Text shown:
◇ ◇ ◇ ◇ ◇

CWE-1429 Detail

The product has a hardware interface that silently discards operations in situations for which feedback would be security-relevant, such as the timely detection of failures or attacks.

While some systems intentionally withhold feedback as a security measure, this approach must be strictly controlled to ensure it does not obscure operational failures that require prompt detection and remediation. Without these essential confirmations, failures go undetected, increasing the risk of data loss, security vulnerabilities, and overall system instability. Even when withholding feedback is an intentional part of a security policy designed, for example, to prevent attackers from gleaning sensitive internal details, the absence of expected feedback becomes a critical weakness when it masks operational failures that require prompt detection and remediation.

For instance, certain encryption algorithms always return ciphertext regardless of errors to prevent attackers from gaining insight into internal state details. However, if such an algorithm fails to generate the expected ciphertext and provides no error feedback, the system cannot distinguish between a legitimate output and a malfunction. This can lead to undetected cryptographic failures, potentially compromising data security and system reliability. Without proper notification, a critical failure might remain hidden, undermining both the reliability and security of the process.

◇ ◇ ◇ ◇ ◇

Exercise task a: List every line of the entries that contains the string "sleeve".
The CWE-1429 description and the entries come from unrelated sources.

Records

◇ ◇ ◇ ◇ ◇

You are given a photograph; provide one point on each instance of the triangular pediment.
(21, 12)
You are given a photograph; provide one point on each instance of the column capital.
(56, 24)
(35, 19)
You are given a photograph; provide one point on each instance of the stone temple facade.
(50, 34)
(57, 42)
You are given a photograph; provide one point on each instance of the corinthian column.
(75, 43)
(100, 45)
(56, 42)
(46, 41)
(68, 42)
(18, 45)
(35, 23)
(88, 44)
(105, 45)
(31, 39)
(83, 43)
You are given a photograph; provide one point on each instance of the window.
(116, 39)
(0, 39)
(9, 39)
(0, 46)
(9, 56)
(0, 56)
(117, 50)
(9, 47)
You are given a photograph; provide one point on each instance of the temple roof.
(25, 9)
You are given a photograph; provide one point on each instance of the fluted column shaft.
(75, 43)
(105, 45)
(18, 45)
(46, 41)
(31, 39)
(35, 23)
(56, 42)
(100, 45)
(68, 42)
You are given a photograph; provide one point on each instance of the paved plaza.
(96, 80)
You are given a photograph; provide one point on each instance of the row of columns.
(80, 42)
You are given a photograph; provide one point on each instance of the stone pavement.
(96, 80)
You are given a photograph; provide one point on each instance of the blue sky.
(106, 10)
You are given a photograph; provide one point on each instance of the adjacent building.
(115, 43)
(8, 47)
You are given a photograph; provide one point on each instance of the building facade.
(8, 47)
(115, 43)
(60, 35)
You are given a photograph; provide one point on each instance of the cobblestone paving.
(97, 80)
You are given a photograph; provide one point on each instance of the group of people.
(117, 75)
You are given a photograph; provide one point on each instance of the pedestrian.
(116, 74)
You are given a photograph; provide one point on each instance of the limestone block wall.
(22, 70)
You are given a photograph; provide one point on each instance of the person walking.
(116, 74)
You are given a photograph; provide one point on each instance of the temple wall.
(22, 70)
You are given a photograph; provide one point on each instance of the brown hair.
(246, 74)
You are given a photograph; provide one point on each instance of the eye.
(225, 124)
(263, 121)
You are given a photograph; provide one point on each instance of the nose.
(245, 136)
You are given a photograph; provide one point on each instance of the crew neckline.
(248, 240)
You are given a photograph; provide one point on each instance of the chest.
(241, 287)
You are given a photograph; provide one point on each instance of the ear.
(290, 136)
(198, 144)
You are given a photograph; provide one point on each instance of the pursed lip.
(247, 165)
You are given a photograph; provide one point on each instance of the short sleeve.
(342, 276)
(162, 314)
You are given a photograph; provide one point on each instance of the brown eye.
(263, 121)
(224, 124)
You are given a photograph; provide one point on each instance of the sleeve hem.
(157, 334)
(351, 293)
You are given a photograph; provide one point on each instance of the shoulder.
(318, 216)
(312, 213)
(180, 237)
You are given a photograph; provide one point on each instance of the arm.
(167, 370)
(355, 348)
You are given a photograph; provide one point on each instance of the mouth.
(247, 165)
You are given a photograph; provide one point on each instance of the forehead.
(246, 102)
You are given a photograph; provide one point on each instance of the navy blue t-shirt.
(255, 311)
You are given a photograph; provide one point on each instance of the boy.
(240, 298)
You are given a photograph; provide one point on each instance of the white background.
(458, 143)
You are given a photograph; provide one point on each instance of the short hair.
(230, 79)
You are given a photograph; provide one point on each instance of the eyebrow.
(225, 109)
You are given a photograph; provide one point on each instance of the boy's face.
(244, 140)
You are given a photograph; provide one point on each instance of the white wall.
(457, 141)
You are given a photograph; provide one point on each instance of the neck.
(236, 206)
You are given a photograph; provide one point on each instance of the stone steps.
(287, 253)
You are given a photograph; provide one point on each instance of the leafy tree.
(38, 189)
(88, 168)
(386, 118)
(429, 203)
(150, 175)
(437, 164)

◇ ◇ ◇ ◇ ◇

Exercise task b: Rewrite the passage of the CWE-1429 description starting at "For instance, certain" and ending at "of the process.", changing "ciphertext" to "encrypted output".

Problem solution a:
You are given a photograph; provide one point on each instance of the short sleeve.
You are given a photograph; provide one point on each instance of the sleeve hem.

Problem solution b:
For instance, certain encryption algorithms always return encrypted output regardless of errors to prevent attackers from gaining insight into internal state details. However, if such an algorithm fails to generate the expected encrypted output and provides no error feedback, the system cannot distinguish between a legitimate output and a malfunction. This can lead to undetected cryptographic failures, potentially compromising data security and system reliability. Without proper notification, a critical failure might remain hidden, undermining both the reliability and security of the process.